Referring expression pointing data

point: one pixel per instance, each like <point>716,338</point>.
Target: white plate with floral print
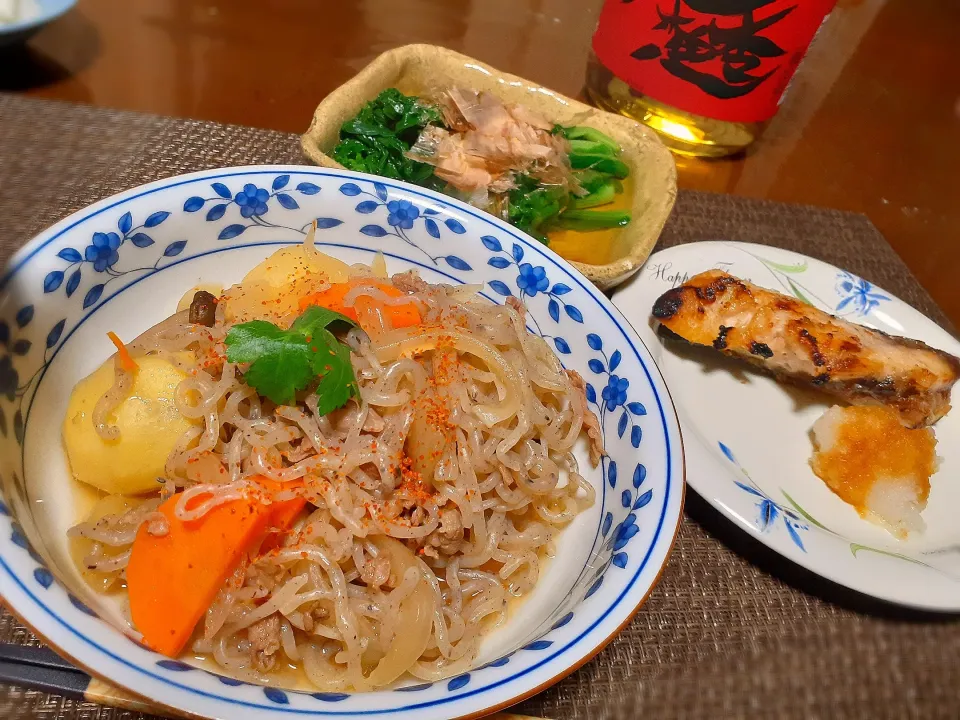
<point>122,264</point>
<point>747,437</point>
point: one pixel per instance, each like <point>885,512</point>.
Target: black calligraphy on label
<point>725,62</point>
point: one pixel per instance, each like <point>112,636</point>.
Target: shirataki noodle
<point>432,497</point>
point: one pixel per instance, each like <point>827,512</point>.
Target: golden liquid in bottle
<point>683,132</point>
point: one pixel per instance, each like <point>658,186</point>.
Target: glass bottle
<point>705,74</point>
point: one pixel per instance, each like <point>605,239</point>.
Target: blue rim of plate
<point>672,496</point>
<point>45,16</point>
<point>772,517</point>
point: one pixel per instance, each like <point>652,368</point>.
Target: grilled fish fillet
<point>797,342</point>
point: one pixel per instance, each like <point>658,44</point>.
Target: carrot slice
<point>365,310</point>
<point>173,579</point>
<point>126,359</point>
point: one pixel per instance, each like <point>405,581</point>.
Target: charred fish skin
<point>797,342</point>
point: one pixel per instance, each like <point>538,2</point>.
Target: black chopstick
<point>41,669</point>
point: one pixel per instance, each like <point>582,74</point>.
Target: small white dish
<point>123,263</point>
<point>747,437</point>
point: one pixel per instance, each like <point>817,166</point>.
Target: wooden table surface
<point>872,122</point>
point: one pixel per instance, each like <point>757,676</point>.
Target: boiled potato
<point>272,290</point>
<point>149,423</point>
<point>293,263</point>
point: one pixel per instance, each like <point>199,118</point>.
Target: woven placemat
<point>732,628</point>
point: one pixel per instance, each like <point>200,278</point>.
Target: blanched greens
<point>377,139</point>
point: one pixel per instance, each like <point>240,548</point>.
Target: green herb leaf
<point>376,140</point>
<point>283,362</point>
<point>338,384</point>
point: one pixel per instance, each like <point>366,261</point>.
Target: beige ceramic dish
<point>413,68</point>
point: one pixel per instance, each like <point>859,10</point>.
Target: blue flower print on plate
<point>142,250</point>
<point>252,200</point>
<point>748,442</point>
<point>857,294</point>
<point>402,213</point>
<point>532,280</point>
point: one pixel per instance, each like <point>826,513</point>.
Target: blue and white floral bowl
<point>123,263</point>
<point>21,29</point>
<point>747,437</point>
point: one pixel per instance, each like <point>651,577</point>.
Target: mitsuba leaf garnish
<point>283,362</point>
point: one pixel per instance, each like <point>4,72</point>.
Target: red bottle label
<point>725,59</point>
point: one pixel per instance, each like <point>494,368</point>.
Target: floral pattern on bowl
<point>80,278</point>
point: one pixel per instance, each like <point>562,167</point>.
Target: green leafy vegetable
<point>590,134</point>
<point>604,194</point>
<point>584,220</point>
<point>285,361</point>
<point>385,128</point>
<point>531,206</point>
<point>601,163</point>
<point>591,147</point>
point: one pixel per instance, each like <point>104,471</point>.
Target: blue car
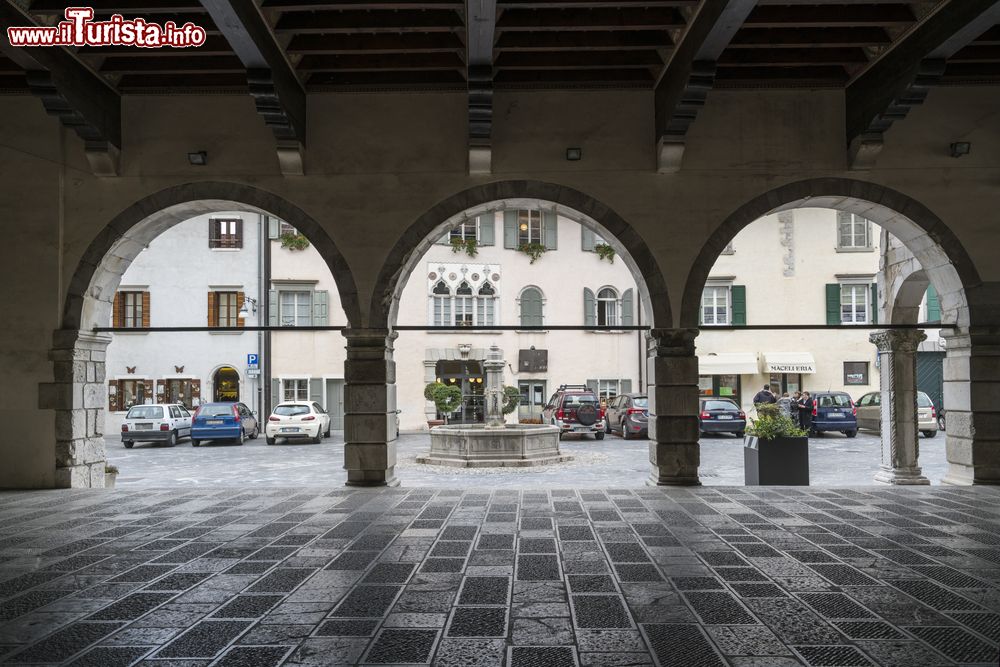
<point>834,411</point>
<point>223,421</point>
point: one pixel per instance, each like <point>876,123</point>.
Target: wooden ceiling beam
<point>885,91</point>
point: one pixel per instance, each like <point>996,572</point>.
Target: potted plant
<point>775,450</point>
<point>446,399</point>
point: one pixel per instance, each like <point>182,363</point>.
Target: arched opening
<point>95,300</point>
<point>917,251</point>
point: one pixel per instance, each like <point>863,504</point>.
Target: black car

* [WORK INSTRUCTION]:
Without the pictures, reproduce every line of the records above exactly.

* [ANSWER SPACE]:
point: one pixel per instance, each like <point>716,338</point>.
Target: white plate with floral print
<point>122,264</point>
<point>747,437</point>
point: one pixel per instance, each like <point>885,512</point>.
Target: black calligraphy on label
<point>725,62</point>
point: one pixel per instance, each like <point>112,636</point>.
Target: shirataki noodle
<point>432,497</point>
point: one pixel per instance, each like <point>827,512</point>.
Target: golden liquid in bottle
<point>683,132</point>
point: one pixel per instance, each like <point>658,186</point>.
Target: glass bottle
<point>705,74</point>
point: one pixel per instance, each like <point>605,239</point>.
Target: blue rim of plate
<point>672,496</point>
<point>45,16</point>
<point>772,517</point>
point: one pixel per instance, each like <point>652,368</point>.
Target: grilled fish fillet
<point>797,342</point>
point: one pixel per instance, each like <point>658,44</point>.
Target: carrot slice
<point>365,310</point>
<point>173,579</point>
<point>126,359</point>
point: one pixel per instance, each like <point>405,581</point>.
Target: charred fish skin
<point>797,342</point>
point: one pixel per instance, each like <point>538,2</point>.
Target: black chopstick
<point>41,669</point>
point: one pixel per instance, each like <point>582,74</point>.
Target: small white dish
<point>123,263</point>
<point>747,437</point>
point: one pixel per instance, each like <point>817,166</point>.
Target: wooden table surface
<point>872,122</point>
point: one pixel per instance, each like <point>757,676</point>.
Target: boiled potato
<point>272,290</point>
<point>149,423</point>
<point>293,263</point>
point: one pixel per instance, each like <point>199,118</point>.
Target: woven placemat
<point>732,628</point>
point: one pixel per instance, each like <point>200,278</point>.
Target: blanched greens
<point>377,139</point>
point: one pixel per instance, each like <point>240,548</point>.
Target: green herb leaf
<point>376,140</point>
<point>283,362</point>
<point>338,384</point>
point: one pixel per instance, each like <point>366,261</point>.
Target: beige ceramic dish
<point>413,68</point>
point: one pixel per instance, each like <point>859,10</point>.
Target: blue flower print on plate
<point>142,250</point>
<point>252,200</point>
<point>748,442</point>
<point>857,294</point>
<point>402,213</point>
<point>532,280</point>
point: one pixel per instance, each like <point>826,513</point>.
Target: blue and white floral bowl
<point>123,263</point>
<point>21,29</point>
<point>747,437</point>
point: one pixel per instance, each like <point>651,577</point>.
Target: mitsuba leaf garnish
<point>283,362</point>
point: one pixel per instance, each like <point>4,72</point>.
Target: red bottle label
<point>725,59</point>
point: one pixel per instance, each like <point>494,368</point>.
Target: floral pattern on bowl
<point>80,278</point>
point: one pixel per instance, each like <point>562,167</point>.
Target: green leafy vegetable
<point>590,134</point>
<point>604,194</point>
<point>584,220</point>
<point>285,361</point>
<point>385,128</point>
<point>531,206</point>
<point>601,163</point>
<point>591,147</point>
point: one pixel per instance, each like <point>104,471</point>.
Target: blue car
<point>834,411</point>
<point>223,421</point>
point: one pixel per instance, each like <point>876,123</point>.
Target: wooden ceiling beam
<point>885,91</point>
point: one pixel per instance, each like <point>996,572</point>.
Target: potted plant
<point>775,450</point>
<point>446,399</point>
point: one pixel per instance, each like <point>182,363</point>.
Target: arched opening
<point>95,300</point>
<point>917,251</point>
point: one pixel per instance, each like <point>863,504</point>.
Target: black car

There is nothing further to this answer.